- _WHAT YOU WILL DO_: Select and copy every line in the records below that contains the word "object".

- _DATA IN THIS EXERCISE_:
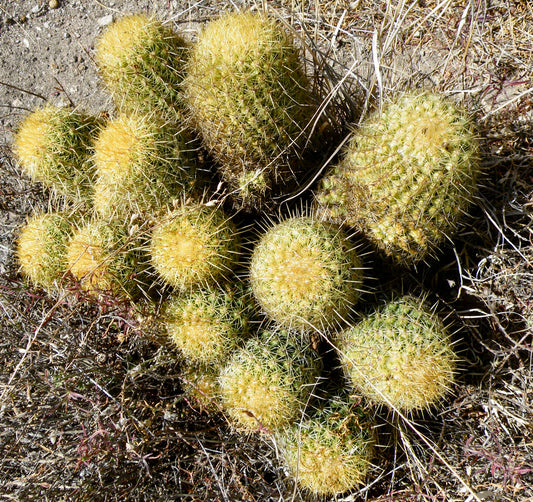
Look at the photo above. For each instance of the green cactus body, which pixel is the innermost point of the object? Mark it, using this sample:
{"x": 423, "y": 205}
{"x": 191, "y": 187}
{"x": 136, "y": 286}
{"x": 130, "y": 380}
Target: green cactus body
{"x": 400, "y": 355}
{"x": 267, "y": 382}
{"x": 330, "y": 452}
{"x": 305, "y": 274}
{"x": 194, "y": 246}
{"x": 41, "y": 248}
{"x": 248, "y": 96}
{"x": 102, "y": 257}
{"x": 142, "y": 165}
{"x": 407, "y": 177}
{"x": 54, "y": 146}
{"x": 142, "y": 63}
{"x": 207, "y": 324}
==
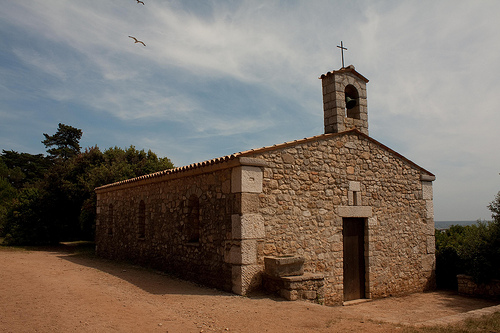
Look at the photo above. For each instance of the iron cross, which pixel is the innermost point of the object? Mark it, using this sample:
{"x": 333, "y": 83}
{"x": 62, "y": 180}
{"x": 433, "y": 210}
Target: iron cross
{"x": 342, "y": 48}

- _WRITTEN RESPONSE_:
Look at the photo above. For each instance of the green cactus body, which pixel is the innermost point of the object? Mark it, using this sample:
Look at the photo above. For each instance of the iron cross, which pixel is the innermost point of the object? Mark it, using this sample:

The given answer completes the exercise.